▸ AIM OF THE TASK
Continue the Wine of the Week article on the Vin Rouge from Le Caveau from the point at which it ends.

--- PROVIDED PASSAGE Enclosed Below ---

Drinks

Wine of the Week: Vin Rouge (Vin de France)

Vin Rouge (Vin de France). Photo: Ken McGuire
Vin Rouge (Vin de France). Photo: Ken McGuire

I’m learning more about wine in 2017, and it helps with a bottle like the Vin de France Vin Rouge and getting to chat about with with Pascal Rossignol of Le Caveau.

The first week back on air after the Christmas break was capped off with a gorgeous Vin Rouge for the Wine of the Week slot on the show where on Friday I joined again by Pascal Rossignol from Le Caveau in the Market Yard, Kilkenny.

While we wax lyrical about the thirst-quenching feature for this week, it also gave a chance to dig a little more into the world of natural wines, one for which both Pascal and Le Caveau have been recognised once again in 2016.

Here’s what the McKenna’s had to say about Pascal and his continued promotion of natural wines.

Pascal Rossignol of Le Caveau, Kilkenny

Pascal Rossignol of Le Caveau, Kilkenny

Ten years ago, when Pascal Rossignol first began to introduce natural wines, via his shop and wine company Le Caveau, people scoffed. No one’s scoffing now. Thanks to the patient advocacy of Mr Rossignol and his partner, Colm McCan, we are well on the way to creating a wine world where natural is normal, and where industrialised wines are seen as the over-chemicalised concoctions that they are. The Le Caveau wines are superb, and there is no better advocate for the cause than Pascal.

--- End of Enclosed PROVIDED PASSAGE ---
--- SUPPLIED ENTRIES Enclosed Below ---

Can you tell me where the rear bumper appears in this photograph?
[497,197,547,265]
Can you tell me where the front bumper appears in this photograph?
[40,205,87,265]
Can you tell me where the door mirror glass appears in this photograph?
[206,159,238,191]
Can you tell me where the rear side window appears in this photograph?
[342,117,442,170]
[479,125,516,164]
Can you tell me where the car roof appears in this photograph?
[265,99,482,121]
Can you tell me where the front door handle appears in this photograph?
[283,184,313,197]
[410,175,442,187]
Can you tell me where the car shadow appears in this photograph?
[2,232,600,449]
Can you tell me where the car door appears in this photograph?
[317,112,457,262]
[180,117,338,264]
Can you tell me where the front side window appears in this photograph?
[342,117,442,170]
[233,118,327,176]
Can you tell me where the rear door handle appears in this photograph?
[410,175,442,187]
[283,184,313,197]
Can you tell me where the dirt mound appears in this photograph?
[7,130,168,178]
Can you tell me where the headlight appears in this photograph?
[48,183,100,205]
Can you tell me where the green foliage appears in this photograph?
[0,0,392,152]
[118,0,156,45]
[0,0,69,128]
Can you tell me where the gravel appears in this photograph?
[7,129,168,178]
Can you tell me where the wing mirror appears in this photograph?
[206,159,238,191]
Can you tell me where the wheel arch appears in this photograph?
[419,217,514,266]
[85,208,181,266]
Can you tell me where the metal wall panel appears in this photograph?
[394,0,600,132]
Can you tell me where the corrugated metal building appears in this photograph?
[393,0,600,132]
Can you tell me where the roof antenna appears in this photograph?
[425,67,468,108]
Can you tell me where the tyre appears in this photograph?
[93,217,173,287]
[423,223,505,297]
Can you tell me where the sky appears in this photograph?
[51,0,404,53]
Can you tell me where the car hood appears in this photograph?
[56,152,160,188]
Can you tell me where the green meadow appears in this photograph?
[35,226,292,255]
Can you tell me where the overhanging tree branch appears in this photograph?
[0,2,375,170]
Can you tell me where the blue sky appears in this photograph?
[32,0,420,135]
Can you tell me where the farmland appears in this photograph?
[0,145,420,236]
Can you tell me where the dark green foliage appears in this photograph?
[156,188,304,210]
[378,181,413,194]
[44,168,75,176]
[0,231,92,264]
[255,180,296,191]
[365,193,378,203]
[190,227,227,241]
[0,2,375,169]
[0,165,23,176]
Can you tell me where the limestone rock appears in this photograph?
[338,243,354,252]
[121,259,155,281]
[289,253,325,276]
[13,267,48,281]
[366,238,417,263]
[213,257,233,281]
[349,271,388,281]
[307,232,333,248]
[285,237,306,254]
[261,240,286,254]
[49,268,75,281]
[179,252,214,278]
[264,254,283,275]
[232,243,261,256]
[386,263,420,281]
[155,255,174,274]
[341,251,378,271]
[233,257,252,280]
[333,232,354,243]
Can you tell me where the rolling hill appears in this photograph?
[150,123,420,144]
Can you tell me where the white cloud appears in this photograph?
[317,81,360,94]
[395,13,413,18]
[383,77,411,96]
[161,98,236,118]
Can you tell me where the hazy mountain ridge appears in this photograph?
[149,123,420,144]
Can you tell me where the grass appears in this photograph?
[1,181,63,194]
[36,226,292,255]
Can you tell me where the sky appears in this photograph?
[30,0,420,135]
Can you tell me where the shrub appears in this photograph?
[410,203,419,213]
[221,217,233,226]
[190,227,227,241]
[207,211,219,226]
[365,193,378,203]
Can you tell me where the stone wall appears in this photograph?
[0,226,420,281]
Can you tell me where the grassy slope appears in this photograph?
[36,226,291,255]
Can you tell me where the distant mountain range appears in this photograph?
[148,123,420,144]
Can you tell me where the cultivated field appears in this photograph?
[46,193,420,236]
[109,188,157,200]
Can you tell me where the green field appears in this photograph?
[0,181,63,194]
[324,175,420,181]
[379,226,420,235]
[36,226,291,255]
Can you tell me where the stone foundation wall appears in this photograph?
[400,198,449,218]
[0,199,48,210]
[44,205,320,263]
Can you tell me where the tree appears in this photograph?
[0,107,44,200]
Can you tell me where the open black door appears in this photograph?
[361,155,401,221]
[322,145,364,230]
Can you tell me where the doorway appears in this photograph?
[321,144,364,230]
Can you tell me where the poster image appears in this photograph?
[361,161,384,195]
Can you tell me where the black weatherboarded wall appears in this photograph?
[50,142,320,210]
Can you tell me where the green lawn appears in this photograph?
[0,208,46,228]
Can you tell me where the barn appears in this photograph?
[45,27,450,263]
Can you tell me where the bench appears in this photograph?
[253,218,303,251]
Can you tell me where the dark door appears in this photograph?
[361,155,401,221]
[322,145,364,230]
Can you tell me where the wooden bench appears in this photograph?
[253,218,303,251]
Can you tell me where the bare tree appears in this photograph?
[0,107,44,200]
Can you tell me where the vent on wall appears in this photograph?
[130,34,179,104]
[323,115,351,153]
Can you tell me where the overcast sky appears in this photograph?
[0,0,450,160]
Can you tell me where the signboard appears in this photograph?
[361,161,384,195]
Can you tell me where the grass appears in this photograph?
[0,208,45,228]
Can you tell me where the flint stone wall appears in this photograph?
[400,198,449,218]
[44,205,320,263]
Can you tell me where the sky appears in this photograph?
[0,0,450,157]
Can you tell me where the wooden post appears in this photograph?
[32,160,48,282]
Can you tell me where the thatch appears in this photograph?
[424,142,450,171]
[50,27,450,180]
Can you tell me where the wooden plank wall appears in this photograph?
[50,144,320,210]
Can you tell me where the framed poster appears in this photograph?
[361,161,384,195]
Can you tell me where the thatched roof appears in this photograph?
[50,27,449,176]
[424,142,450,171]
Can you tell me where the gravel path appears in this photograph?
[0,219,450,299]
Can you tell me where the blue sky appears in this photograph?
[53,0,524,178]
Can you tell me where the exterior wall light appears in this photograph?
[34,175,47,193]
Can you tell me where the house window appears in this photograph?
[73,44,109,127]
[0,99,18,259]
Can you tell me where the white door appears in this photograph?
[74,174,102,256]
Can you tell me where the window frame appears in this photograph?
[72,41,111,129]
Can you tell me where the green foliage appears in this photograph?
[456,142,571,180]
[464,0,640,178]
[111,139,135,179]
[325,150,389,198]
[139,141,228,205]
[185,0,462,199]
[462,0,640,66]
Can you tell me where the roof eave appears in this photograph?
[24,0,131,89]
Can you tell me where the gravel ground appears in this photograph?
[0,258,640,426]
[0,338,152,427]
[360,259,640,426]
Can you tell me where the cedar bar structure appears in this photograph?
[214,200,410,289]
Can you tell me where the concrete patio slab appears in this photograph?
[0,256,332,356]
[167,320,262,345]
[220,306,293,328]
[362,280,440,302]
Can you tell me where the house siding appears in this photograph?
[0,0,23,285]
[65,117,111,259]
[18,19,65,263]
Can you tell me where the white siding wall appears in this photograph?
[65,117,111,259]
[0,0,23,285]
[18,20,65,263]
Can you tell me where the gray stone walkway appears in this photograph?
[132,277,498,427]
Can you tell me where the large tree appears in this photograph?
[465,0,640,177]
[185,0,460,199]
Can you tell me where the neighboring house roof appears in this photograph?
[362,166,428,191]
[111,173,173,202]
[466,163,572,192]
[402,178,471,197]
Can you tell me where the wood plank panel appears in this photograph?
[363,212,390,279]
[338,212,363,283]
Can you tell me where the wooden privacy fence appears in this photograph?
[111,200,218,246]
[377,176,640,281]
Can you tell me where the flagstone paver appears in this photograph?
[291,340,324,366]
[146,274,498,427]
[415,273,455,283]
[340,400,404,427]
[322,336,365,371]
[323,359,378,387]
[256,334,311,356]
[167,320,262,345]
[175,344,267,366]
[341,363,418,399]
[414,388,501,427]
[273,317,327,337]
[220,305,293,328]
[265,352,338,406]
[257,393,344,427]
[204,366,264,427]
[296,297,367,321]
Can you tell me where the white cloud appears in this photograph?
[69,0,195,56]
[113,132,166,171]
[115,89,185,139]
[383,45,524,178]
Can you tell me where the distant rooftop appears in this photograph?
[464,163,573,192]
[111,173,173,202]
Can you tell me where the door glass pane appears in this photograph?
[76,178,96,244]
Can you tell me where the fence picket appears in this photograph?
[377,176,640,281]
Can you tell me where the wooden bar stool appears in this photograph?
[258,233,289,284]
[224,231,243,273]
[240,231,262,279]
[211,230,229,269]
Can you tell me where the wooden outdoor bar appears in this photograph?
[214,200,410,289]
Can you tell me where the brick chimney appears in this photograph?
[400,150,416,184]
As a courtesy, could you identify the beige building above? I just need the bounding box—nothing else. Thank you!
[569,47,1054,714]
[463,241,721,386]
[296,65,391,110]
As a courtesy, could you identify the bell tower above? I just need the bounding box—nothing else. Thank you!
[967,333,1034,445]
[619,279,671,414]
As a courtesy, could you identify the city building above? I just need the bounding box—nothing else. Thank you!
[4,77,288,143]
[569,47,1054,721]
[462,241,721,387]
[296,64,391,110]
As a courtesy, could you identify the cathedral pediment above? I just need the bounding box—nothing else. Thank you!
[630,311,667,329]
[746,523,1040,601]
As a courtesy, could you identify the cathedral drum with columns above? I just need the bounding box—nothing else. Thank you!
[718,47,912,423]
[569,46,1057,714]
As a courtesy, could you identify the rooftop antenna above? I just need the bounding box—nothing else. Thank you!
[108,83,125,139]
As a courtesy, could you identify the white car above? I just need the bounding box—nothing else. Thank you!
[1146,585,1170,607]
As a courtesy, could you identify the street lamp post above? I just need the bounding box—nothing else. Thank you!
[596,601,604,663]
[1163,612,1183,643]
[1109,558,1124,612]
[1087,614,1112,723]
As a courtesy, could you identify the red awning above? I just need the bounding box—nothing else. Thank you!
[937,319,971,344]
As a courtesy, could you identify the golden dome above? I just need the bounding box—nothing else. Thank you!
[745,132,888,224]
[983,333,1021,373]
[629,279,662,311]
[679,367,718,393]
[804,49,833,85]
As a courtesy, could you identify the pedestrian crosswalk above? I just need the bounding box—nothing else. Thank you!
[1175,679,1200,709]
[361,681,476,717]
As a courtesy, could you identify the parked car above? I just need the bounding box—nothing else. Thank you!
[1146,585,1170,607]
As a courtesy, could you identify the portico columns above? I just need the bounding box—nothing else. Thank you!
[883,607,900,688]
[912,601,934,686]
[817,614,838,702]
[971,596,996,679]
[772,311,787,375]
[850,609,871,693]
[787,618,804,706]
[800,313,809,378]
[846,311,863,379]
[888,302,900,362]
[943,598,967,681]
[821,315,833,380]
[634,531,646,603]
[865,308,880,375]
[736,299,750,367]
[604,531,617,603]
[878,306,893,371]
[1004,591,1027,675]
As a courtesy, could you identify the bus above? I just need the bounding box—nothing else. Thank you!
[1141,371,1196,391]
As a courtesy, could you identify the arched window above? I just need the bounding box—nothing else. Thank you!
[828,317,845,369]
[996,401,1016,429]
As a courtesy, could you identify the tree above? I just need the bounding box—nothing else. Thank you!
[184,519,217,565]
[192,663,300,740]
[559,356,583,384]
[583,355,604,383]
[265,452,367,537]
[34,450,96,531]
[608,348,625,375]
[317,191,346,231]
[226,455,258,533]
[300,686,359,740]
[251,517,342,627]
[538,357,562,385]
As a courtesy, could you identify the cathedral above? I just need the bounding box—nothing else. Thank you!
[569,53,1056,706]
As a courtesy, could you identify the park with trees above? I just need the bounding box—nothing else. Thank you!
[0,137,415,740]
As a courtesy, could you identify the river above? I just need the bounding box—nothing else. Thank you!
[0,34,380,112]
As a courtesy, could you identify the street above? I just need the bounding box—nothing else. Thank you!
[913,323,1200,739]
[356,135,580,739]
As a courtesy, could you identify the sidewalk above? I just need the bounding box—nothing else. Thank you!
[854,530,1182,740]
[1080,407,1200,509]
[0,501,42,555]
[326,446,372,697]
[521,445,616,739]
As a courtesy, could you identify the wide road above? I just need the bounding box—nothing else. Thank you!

--- End of Enclosed SUPPLIED ENTRIES ---

▸ TASK OUTPUT
More Accolades

As you’ll head in the interview below, the New Years celebrations were plentiful in Kilkenny with Le Caveau once again (third year in a row) being named as the Sunday Business Post’s Fine Wine Merchant of the Year.

With a team of six looking after the retail end in Kilkenny and the trade and tasting end nationwide, it’s certainly been a busy and productive time of late for Le Caveau and the feelers are out to introduce more growers to the Irish market in 2017.

Let’s Talk About Wine

As for the wine itself, this is a real treat.

Vin de France Vin Rouge is a Gamay, matured in large wooden vats, neither filtered nor fined, it displays exhuberant red raspberry and strawberry fruit flavours, strikingly fresh and vibrant on the palate, it is the very definition of vin de soif (which, when you go looking for the translation, roughly works out as wine for thirst, or ‘wine to quench a thirst’).

Thierry Puzelat (the grower) joined his brother Jean-Marie in their family estate, Le Clos du Tue Boeuf in 1994. Four years later, Thierry started a small negociant business, buying organically growned grapes from trusted local winegrowers. Having met and worked with Francois Dutheil (Bandol) and Marcel Lapierre (Morgon), two pioneers of the natural wine movement, Thierry decided he too, wanted to make his wines as naturally as possible.

The surprising thing about the first glass of the Vin Rouge is just how drinkable it is. It’s a beaut. Fresh, not at all what I had expected from a red, light to the taste but packed full of fruity flavours.

But look, don’t just take my recommendation for it, take a listen instead to the chats between myself and Pascal, learn about the grower, find out how business has been in the natural wine trade in Ireland for 2016 and how things are shaping up for the year ahead.

RRP for the Clos du Tue-Boeuf, Vin de France Vin Rouge is €18.85 at lecaveau.ie.